PROBLEM DETAILS: Leave out the pictures and repeat the rest of the material exactly.

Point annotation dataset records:

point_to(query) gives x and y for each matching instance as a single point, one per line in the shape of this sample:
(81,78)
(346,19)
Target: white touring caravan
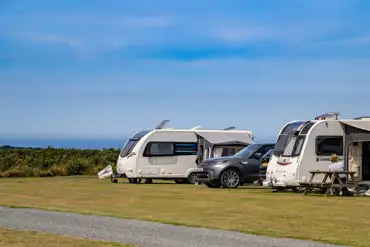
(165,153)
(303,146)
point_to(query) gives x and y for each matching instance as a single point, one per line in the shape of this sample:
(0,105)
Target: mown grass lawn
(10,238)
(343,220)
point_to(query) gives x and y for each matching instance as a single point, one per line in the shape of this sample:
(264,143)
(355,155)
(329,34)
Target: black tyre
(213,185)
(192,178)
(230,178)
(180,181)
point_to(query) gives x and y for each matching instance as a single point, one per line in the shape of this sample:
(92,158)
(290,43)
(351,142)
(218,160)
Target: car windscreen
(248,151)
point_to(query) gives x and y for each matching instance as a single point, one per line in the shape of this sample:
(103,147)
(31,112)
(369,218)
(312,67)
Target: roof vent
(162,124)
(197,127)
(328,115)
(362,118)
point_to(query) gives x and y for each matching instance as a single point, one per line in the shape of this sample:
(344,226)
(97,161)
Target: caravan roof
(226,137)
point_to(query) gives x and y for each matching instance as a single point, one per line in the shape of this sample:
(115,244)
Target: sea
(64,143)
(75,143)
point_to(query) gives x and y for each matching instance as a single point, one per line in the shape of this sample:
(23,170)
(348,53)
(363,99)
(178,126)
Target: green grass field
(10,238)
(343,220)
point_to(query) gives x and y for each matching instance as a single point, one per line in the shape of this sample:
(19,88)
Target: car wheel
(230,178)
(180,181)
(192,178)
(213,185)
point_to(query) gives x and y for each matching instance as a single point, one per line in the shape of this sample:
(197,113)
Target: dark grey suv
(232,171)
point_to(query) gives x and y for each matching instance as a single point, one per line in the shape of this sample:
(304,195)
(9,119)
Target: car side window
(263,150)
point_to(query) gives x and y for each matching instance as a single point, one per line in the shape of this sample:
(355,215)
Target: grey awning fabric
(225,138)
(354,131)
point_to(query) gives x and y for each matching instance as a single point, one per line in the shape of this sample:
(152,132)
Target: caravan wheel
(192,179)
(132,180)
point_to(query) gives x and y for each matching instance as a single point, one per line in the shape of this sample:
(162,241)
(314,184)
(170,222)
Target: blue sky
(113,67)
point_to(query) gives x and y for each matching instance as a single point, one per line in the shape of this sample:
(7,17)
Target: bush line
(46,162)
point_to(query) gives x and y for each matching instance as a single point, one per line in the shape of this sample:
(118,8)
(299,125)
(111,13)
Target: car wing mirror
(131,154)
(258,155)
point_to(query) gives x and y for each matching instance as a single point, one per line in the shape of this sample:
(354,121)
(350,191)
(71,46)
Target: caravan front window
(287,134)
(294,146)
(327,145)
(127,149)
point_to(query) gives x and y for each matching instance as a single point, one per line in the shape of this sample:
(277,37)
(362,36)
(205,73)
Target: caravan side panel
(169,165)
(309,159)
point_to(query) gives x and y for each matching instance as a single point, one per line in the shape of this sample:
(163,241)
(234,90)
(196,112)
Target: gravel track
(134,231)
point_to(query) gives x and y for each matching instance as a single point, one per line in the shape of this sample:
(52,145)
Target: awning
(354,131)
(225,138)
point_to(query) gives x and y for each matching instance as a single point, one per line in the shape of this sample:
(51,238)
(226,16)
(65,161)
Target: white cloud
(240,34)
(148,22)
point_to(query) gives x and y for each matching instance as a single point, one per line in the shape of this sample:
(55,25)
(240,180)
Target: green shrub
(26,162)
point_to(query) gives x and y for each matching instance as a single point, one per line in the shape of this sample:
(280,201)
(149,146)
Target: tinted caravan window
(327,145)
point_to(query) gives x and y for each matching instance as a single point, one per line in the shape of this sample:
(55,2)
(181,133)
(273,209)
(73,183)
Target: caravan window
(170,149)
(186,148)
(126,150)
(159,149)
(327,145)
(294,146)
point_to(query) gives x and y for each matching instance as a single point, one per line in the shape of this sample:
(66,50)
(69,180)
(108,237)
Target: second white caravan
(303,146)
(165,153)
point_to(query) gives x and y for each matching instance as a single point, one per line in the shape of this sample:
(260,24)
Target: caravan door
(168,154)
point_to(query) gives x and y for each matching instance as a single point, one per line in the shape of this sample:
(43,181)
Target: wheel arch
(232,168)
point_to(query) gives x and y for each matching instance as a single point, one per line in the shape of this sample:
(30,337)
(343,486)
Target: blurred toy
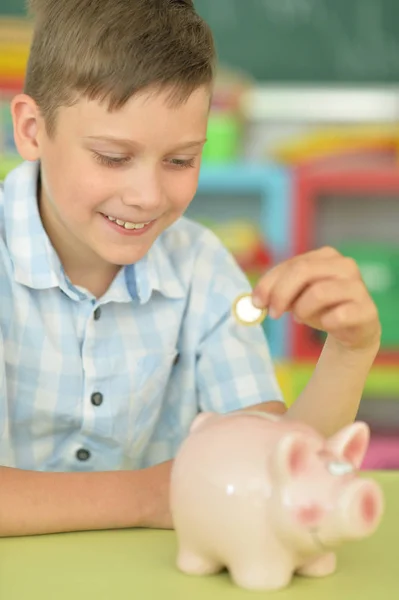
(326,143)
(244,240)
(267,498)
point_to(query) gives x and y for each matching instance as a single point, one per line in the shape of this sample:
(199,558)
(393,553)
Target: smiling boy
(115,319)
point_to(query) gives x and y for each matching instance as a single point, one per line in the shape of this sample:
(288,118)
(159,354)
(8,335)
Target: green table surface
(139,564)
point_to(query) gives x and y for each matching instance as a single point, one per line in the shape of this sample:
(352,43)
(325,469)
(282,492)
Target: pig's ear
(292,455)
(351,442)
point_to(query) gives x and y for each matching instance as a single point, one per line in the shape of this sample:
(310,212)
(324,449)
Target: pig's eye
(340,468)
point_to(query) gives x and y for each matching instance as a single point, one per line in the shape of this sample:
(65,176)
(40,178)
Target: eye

THE RESPONSE:
point_to(query) gives x and y for each matching instance as a single point, one per line in the shape of this sample:
(81,78)
(346,19)
Target: white touring caravan
(165,153)
(303,146)
point_to(query) gives x and y for each matching instance as a single point, one per line in the shape of this sample:
(0,105)
Target: mown grass lawn
(10,238)
(343,220)
point_to(query) gives x and y for each matching instance as a single point, one per line in the shape of this sample:
(264,143)
(355,155)
(329,34)
Target: black tyre
(213,185)
(192,178)
(230,178)
(180,181)
point_to(query) gives x and y for each matching instance as a single point, one per line in the shape of this sample:
(92,158)
(290,43)
(351,142)
(218,160)
Target: car windscreen
(248,151)
point_to(query) gives x and y for each matching instance as a single point, one per line in the shape of this sample:
(103,147)
(31,112)
(369,218)
(312,67)
Target: roof vent
(162,124)
(197,127)
(328,115)
(362,118)
point_to(query) gives x and y for each matching instance as a single point, one per line in the shape of this sample:
(344,226)
(97,161)
Target: caravan roof
(226,137)
point_to(query) gives x and y for each matching instance as a single point, one per line in the shape of this sample:
(115,244)
Target: sea
(64,143)
(75,143)
point_to(query) gives x and y for each matching instance as a single point, one per line in the shape of this sample:
(23,170)
(348,53)
(363,99)
(178,126)
Target: green grass field
(10,238)
(343,220)
point_to(query) gives x and y for each matching instance as a single point, one per line in the shape of this sample:
(19,88)
Target: car wheel
(230,178)
(180,181)
(192,178)
(213,185)
point_to(query) gives x and y for each matching instance as a single point, one per line in the shape of this sample:
(197,113)
Target: dark grey suv
(232,171)
point_to(query) gives x and y for each matching instance as a single point, one per line in the shape of this sample:
(304,195)
(9,119)
Target: car side window
(263,150)
point_to(query) gives x and y for each matching instance as a single point, one per line in the shape of this sample:
(355,215)
Target: grey awning fabric
(225,138)
(354,131)
point_to(query) gives x and y for each matching instance as a single point, one per line in the shape of this sample:
(152,132)
Target: caravan wheel
(192,179)
(132,180)
point_to(query) gives x and y for each matching instance as a single point, one per line in the shape of this sample:
(162,241)
(314,184)
(170,222)
Target: blue sky
(113,67)
point_to(query) gives x and y for each matching instance as a single point, one per line in the shape of this sample:
(7,17)
Target: bush line
(46,162)
point_to(query) gives x and y for each matching instance as a single point, one per line in the shape of this sample:
(118,8)
(299,125)
(111,13)
Target: car wing mirror
(131,154)
(258,155)
point_to(query) gives x and y for each matching instance as a single point, one per line in the shape of this sample:
(354,121)
(350,191)
(71,46)
Target: caravan front window
(287,134)
(294,146)
(327,145)
(127,149)
point_to(query) gives x and y for each matching instance as a single point, one per line in the shape of this sample:
(277,37)
(362,36)
(205,73)
Target: caravan side panel
(169,165)
(309,159)
point_to(query) gives x and y for each matching instance as a single point, one per line in the shape of this sample:
(163,241)
(234,90)
(196,112)
Target: gravel track
(134,231)
point_to(query) gives x and y for each matching instance as a single point, one per line in the shape of this sample:
(52,145)
Target: awning
(354,131)
(225,138)
point_to(query) gives x and y for each matching instance as a single point, one per line in the shape of this sample:
(51,238)
(226,16)
(65,161)
Target: white cloud
(240,34)
(148,22)
point_to(query) gives x and y for each matching instance as a single point, one per line in the shape of this sample:
(55,25)
(240,180)
Target: green shrub
(26,162)
point_to(query) gives x and y for each matching instance as a single point, one per line in the shape of this sample:
(280,201)
(149,146)
Target: tinted caravan window
(327,145)
point_to(query) gives x and y for each matching instance as a single point, one per line in the shape of this sample:
(55,2)
(181,133)
(273,209)
(73,183)
Target: caravan window
(170,149)
(186,148)
(126,150)
(159,149)
(327,145)
(294,146)
point_to(query) gives x and y for each matching instance as a single point, one per line in the shape of this sample:
(66,50)
(69,180)
(108,237)
Target: second white caravan
(303,146)
(165,153)
point_to(query) gives x and y for each matching instance as a single point, one per line in the shape of this sample:
(260,24)
Target: caravan door
(168,154)
point_to(query) gives x and y for each matching instance as a single point, one per line in the shape of this sample:
(43,181)
Target: wheel arch
(232,168)
point_to(query) gives x and y for each matching instance as a single point, one per line in the shape of this sample:
(30,337)
(343,486)
Target: blurred toy
(326,143)
(244,240)
(267,498)
point_to(query) gives x and y for each matching instance as a single point, one per line in the shape of this sample:
(199,558)
(393,553)
Target: smiling boy
(115,319)
point_to(query) gives x and y for each matching instance as a single point, one per line in the shape of this sample:
(288,118)
(159,354)
(8,335)
Target: green table surface
(139,564)
point_to(query) gives x and y for each matching instance as a single point, one per line in the shape of this sample:
(352,43)
(325,469)
(282,492)
Target: pig's ear
(292,455)
(351,442)
point_to(query) gives x and y for each matching instance as a single point, one per line in the shape of this sample:
(310,212)
(324,449)
Target: pig's eye
(340,468)
point_to(query) gives x and y for each matching instance as a single point, one per line in the shape of this sample:
(65,176)
(40,178)
Target: eye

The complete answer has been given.